→ TEXT PROVIDED:
Please ignor all the post that start off saying "just..." With towing you dont "just" do anything.

If you are driving flat ground then keeping it in D is fine, tow mode or not. Tow mode will change the shift points of the trans, and there is nothing different about how the engine runs, just the transmission. Trans will rev higher before upshifting is what you will notice.

Yes, very much DO shift the trans into a lower gear for those white-knuckle downhills. Use the engine to maintain slow speed, not the brakes. I assume you have a gas engine? diesel engines will have very little engine braking effect without a Jake brake or exhaust brake engaged.
Gas engines do have a lot of restriction when off the gas pedal and coasting, so is useful.

Now, what gear to be in depends on the speed you want to maintain, the grade and the weight of the trailer.

Without researching the info you did not give us on your specific transmission, lets just assume you have a 4 speed with overdrive (5 forward gears). 5th gear is the O/D and the highest gear. With O/D off the truck will not shift into anything higher than 4th gear, and coasting speeds will be slightly reduced. In 3rd gear the truck will not shift higher than 3rd gear (no 4th, no 5th) and downhill speeds can be greatly controlled until the grade gets steep or your speed need to be dropped way down for turns.

→ WORK TO COMPLETE:
1. Rewrite the towing advice from "If you are driving" to "you will notice.", substituting "gearbox" for "transmission".
2. Answer these questions using the towing advice:
(a) What does tow mode change?
(b) What must be engaged for a diesel engine to give much engine braking?
(c) In the assumed transmission, which gear is the overdrive?
3. Continue the towing advice from the point where it stops.

Pointing dataset excerpts:

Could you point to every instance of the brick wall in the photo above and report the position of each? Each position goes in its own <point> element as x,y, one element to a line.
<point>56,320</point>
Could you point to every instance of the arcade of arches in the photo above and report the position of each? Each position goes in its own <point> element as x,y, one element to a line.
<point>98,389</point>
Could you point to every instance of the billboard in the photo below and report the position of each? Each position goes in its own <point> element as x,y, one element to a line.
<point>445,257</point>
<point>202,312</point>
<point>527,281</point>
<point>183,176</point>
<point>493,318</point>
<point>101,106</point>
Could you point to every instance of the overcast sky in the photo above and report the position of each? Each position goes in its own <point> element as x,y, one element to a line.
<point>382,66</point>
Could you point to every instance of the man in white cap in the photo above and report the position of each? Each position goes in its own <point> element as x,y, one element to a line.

→ RESPONSES FOR EACH TASK:
1.
If you are driving flat ground then keeping it in D is fine, tow mode or not. Tow mode will change the shift points of the trans, and there is nothing different about how the engine runs, just the gearbox. Trans will rev higher before upshifting is what you will notice.

2.
(a) The shift points of the transmission.
(b) A Jake brake or an exhaust brake.
(c) 5th gear.

3.
Don't wait until the revs are high before dropping down to 2nd gear (truck wont shift into 3rd, 4th, or 5th) as is harder for trans to shift down when rpm's are so high (high revs in 3rd means way higher revs in 2nd).

Whatever buttons or levers or trickery you need to do to put the trans in the appropiate gear needs to be well understood by you before heading out.

Start dropping to lower gears, one at a time, well before you think you need to. This is not the emergency plan or back-up plan. Lower gears is your first solution to long downhill grades.

Using the trans/engine to slow the vehicle will save your brakes. Brake fluid will boil quickly and your brakes will fade or fail if you rely on them to maintain speed. This is not a good feeling. After brakes fail the engine can maintain speed, but then you have no way to further slow or stop the vehicle until they cool down.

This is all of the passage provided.